Provided data:
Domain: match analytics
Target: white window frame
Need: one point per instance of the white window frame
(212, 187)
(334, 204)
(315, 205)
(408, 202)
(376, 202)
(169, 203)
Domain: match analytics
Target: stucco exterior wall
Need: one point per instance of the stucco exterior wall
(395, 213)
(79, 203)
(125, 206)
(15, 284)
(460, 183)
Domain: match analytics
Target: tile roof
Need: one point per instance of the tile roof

* * *

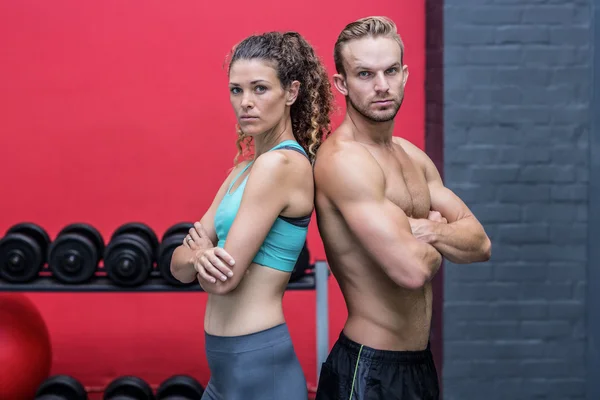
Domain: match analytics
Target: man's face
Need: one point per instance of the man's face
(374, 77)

What to do: Count how many lines in the entries above contain the string "instance", matching case exactly, and reply with that number alone.

Answer in full: 4